[Coordinate annotation records]
[START]

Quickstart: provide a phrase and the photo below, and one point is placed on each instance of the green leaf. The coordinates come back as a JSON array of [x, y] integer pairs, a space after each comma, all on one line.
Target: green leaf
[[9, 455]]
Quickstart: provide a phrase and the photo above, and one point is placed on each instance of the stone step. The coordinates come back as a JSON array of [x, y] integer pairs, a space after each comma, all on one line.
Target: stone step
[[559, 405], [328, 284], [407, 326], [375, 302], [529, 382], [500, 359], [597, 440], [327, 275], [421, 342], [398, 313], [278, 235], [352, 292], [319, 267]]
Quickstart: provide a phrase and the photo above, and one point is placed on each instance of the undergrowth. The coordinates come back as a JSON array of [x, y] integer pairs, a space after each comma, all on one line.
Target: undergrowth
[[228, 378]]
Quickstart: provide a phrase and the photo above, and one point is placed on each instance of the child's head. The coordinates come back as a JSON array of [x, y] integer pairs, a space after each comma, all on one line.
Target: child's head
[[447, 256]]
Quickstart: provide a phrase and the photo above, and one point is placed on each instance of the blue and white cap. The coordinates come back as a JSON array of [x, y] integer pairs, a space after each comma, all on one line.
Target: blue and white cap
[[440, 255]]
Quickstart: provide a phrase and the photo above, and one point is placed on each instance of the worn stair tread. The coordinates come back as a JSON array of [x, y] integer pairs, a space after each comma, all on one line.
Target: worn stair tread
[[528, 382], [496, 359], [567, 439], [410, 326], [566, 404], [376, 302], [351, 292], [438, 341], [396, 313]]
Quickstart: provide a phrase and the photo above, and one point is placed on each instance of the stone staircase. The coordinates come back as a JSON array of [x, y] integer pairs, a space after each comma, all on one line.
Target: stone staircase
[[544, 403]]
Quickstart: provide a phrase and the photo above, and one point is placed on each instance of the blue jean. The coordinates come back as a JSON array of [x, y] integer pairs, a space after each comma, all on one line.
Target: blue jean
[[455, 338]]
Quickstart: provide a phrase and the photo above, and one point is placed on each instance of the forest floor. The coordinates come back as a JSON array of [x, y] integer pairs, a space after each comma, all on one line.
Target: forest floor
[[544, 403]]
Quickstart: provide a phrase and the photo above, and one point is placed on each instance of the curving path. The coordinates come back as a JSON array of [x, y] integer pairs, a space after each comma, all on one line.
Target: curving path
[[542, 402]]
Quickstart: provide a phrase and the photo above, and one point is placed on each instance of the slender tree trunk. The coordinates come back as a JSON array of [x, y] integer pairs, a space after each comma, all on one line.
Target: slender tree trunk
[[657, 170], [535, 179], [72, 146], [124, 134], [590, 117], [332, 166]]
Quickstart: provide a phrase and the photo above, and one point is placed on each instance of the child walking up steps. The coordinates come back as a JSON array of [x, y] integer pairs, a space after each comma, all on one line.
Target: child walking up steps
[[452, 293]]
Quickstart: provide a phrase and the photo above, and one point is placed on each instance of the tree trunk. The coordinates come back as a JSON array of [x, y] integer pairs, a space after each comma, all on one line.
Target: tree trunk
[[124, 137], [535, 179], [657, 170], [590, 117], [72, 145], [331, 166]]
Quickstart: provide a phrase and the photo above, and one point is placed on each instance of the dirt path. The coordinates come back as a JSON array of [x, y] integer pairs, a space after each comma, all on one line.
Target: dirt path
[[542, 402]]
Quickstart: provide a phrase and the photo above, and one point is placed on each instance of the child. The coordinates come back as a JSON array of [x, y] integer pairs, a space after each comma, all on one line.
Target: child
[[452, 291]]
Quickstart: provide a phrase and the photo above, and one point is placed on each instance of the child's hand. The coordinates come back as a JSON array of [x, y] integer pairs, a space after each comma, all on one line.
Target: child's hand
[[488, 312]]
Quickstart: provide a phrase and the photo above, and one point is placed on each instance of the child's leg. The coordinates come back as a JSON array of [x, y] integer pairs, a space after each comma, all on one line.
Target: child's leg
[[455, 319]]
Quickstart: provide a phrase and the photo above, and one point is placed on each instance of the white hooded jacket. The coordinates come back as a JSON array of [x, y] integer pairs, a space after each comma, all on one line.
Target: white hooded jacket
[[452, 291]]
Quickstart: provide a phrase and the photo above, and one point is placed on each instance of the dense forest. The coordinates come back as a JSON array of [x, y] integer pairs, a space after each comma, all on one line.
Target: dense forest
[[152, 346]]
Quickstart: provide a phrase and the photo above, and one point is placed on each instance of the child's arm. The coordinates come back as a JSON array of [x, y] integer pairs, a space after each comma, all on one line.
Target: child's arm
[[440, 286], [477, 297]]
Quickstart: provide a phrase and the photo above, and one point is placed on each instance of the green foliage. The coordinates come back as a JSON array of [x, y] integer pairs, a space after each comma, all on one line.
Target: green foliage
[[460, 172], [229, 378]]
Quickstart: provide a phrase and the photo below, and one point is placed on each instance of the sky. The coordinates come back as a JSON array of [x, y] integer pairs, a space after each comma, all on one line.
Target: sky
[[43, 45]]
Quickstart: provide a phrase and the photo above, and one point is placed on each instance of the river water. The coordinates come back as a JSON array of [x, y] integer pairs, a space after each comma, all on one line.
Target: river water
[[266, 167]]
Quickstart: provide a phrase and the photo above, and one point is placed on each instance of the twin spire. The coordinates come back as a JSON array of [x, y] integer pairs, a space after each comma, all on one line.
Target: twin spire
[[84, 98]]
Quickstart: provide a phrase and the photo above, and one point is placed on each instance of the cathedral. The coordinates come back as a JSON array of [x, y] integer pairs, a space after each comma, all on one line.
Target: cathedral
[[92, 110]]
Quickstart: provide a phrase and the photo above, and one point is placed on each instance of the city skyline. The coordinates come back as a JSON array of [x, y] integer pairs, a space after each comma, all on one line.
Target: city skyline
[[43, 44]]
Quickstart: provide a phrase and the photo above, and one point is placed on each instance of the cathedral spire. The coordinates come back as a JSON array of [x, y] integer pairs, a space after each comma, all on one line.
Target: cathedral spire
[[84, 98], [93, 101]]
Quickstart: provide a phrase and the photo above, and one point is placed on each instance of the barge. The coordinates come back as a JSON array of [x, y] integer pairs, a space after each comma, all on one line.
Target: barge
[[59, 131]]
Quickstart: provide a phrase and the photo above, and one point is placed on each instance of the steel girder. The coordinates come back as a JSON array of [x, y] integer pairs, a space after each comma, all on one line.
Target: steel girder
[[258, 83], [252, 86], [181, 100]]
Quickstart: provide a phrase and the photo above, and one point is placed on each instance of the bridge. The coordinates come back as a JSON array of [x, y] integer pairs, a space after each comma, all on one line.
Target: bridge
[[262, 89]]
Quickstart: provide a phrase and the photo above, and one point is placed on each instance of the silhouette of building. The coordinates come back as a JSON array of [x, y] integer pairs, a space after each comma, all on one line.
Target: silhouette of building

[END]

EXERCISE DETAILS:
Rewrite every line of the rows above as a Markdown table with two columns, "No" for the line number and "Text" for the line itself. Omit any blank lines.

PROBLEM SOLUTION:
| No | Text |
|---|---|
| 1 | Quickstart: provide a phrase and the photo below, and one point is placed on each instance of the green leaf. The coordinates come back as a JSON array of [x, y] integer pairs, a space after each comma, all on one line. |
| 2 | Target: green leaf |
| 3 | [[9, 455]] |
| 4 | Quickstart: provide a phrase and the photo above, and one point is placed on each instance of the stone step. The coordinates come back as a JSON array of [x, y] integer pairs, a space after each comma, all on one line. |
| 5 | Target: stone step |
| 6 | [[559, 405], [328, 284], [407, 326], [375, 302], [529, 382], [500, 359], [597, 440], [327, 275], [421, 342], [398, 313], [278, 235], [352, 292], [319, 267]] |
| 7 | Quickstart: provide a phrase and the photo above, and one point is placed on each instance of the undergrowth. The coordinates come back as a JSON array of [x, y] integer pairs, a space after each comma, all on one line. |
| 8 | Target: undergrowth |
| 9 | [[228, 378]] |
| 10 | Quickstart: provide a phrase and the photo above, and one point is placed on each instance of the child's head. The coordinates come back as a JSON array of [x, y] integer pairs, a space after each comma, all on one line. |
| 11 | Target: child's head |
| 12 | [[447, 256]] |
| 13 | Quickstart: provide a phrase and the photo above, and one point is placed on each instance of the blue and white cap. The coordinates come back as a JSON array of [x, y] integer pairs, a space after each comma, all on one line. |
| 14 | Target: blue and white cap |
| 15 | [[440, 255]] |
| 16 | Quickstart: provide a phrase and the photo above, and one point is placed on each instance of the worn stair tread. The coordinates come back as a JSON array of [x, y] integer pairs, a space after each comma, all on one line. |
| 17 | Target: worn stair tread |
| 18 | [[528, 382], [496, 359], [567, 439], [410, 326], [566, 404], [376, 302], [351, 292], [438, 341], [396, 313]] |
| 19 | Quickstart: provide a phrase and the photo above, and one point is placed on each instance of the stone staircase. The coordinates come back as a JSON array of [x, y] integer pairs, a space after each comma, all on one line. |
| 20 | Target: stone staircase |
| 21 | [[544, 403]] |
| 22 | Quickstart: provide a phrase and the photo above, and one point is placed on each instance of the blue jean. The coordinates come back as a JSON array of [x, y] integer pairs, a space after each comma, all on one line. |
| 23 | Target: blue jean |
| 24 | [[455, 338]] |
| 25 | Quickstart: provide a phrase and the photo above, and one point is placed on each instance of the forest floor. The coordinates come back as a JSON array of [x, y] integer pairs, a space after each comma, all on one line. |
| 26 | Target: forest floor |
| 27 | [[544, 403]] |
| 28 | Quickstart: provide a phrase and the photo above, and one point is placed on each instance of the curving path. The coordinates come back as a JSON array of [x, y] integer pairs, a space after each comma, all on one line. |
| 29 | Target: curving path |
| 30 | [[542, 402]] |
| 31 | Quickstart: provide a phrase and the photo above, and one point is placed on each instance of the slender tree trunk. The coordinates come back as a JSON array of [x, y] integer pairs, a space after each comma, all on one line. |
| 32 | Target: slender tree trunk |
| 33 | [[657, 170], [535, 179], [72, 146], [124, 134], [590, 117], [332, 166]] |
| 34 | Quickstart: provide a phrase and the photo above, and one point is placed on each instance of the child walking up steps. The coordinates come back as a JSON array of [x, y] integer pairs, a space after each comma, all on one line. |
| 35 | Target: child walking up steps |
| 36 | [[452, 293]] |
| 37 | Quickstart: provide a phrase and the photo above, and one point is placed on each instance of the tree trunk. The coordinates come back as a JSON array of [x, y] integer pairs, a space after each comma, all on one line. |
| 38 | Target: tree trunk |
| 39 | [[124, 137], [535, 179], [657, 170], [590, 117], [72, 145], [331, 166]] |
| 40 | Quickstart: provide a phrase and the photo above, and one point is placed on each instance of the dirt path. The coordinates come back as a JSON array of [x, y] integer pairs, a space after each comma, all on one line. |
| 41 | Target: dirt path |
| 42 | [[542, 402]] |
| 43 | Quickstart: provide a phrase and the photo above, and one point is placed on each instance of the child. The coordinates come back as a JSON array of [x, y] integer pairs, a space after each comma, all on one line. |
| 44 | Target: child |
| 45 | [[452, 291]] |
| 46 | Quickstart: provide a phrase and the photo above, and one point is placed on each instance of the child's hand. The coordinates come back as a JSON array of [x, y] integer pairs, a space after each comma, all on one line. |
| 47 | Target: child's hand |
| 48 | [[488, 312]] |
| 49 | Quickstart: provide a phrase and the photo above, and one point is placed on each instance of the child's leg. The coordinates come back as a JSON array of [x, y] integer pairs, a space after each comma, all on one line. |
| 50 | Target: child's leg |
| 51 | [[455, 319]] |
| 52 | Quickstart: provide a phrase and the photo above, and one point is placed on each instance of the white hooded jacket. The coordinates come back as a JSON array of [x, y] integer pairs, a space after each comma, all on one line. |
| 53 | Target: white hooded jacket |
| 54 | [[452, 291]] |
| 55 | Quickstart: provide a phrase and the photo above, and one point is placed on each instance of the dense forest. The coordinates come back as a JSON array of [x, y] integer pairs, a space after each comma, all on one line. |
| 56 | Target: dense forest |
| 57 | [[152, 346]] |
| 58 | Quickstart: provide a phrase and the photo above, and one point is placed on each instance of the child's arm. The coordinates come back as a JSON array of [x, y] integer pairs, a space after each comma, all on one line. |
| 59 | Target: child's arm |
| 60 | [[440, 286], [477, 297]] |
| 61 | Quickstart: provide a phrase and the photo above, and one point is placed on each instance of the green foliage. The coordinates come back as a JSON array of [x, y] integer pairs, a space after each comma, all on one line. |
| 62 | Target: green foliage |
| 63 | [[460, 172], [229, 378]] |
| 64 | Quickstart: provide a phrase and the photo below, and one point is placed on each instance of the sky. The coordinates come back as a JSON array of [x, y] integer pairs, a space after each comma, all on one line. |
| 65 | Target: sky |
| 66 | [[43, 45]] |
| 67 | Quickstart: provide a phrase and the photo above, and one point is placed on each instance of the river water. The coordinates come back as a JSON array of [x, y] integer pairs, a space after each comma, all on one line. |
| 68 | Target: river water |
| 69 | [[266, 167]] |
| 70 | Quickstart: provide a phrase and the photo above, and one point is placed on each instance of the twin spire. The coordinates come back as a JSON array of [x, y] integer pairs, a space after each comma, all on one line. |
| 71 | Target: twin spire |
| 72 | [[84, 98]] |
| 73 | Quickstart: provide a phrase and the photo above, and one point is placed on each instance of the cathedral. The coordinates come back as a JSON array of [x, y] integer pairs, a space after each comma, all on one line. |
| 74 | Target: cathedral |
| 75 | [[92, 110]] |
| 76 | Quickstart: provide a phrase and the photo above, and one point is placed on each instance of the city skyline. The coordinates come back as a JSON array of [x, y] integer pairs, a space after each comma, all on one line. |
| 77 | Target: city skyline |
| 78 | [[43, 44]] |
| 79 | Quickstart: provide a phrase and the photo above, and one point is placed on each instance of the cathedral spire. The coordinates come back as a JSON array of [x, y] integer pairs, a space after each comma, all on one line. |
| 80 | Target: cathedral spire |
| 81 | [[84, 98], [93, 101]] |
| 82 | Quickstart: provide a phrase and the photo above, and one point is placed on each instance of the barge. The coordinates come back as a JSON array of [x, y] integer pairs, a space after each comma, all on one line. |
| 83 | Target: barge |
| 84 | [[59, 131]] |
| 85 | Quickstart: provide a phrase and the photo above, and one point is placed on each instance of the steel girder. The coordinates come back as a JSON array of [x, y] integer pairs, a space after each comma, all on one line. |
| 86 | Target: steel girder |
| 87 | [[258, 83], [252, 86], [181, 100]] |
| 88 | Quickstart: provide a phrase and the photo above, and one point is placed on each instance of the bridge. The coordinates come back as a JSON array of [x, y] integer pairs, a space after each comma, all on one line. |
| 89 | Target: bridge |
| 90 | [[262, 89]] |
| 91 | Quickstart: provide a phrase and the photo above, and one point is placed on each instance of the silhouette of building. The coordinates come back as a JSON array of [x, y] integer pairs, a space after each comma, all on one line. |
| 92 | Target: silhouette of building |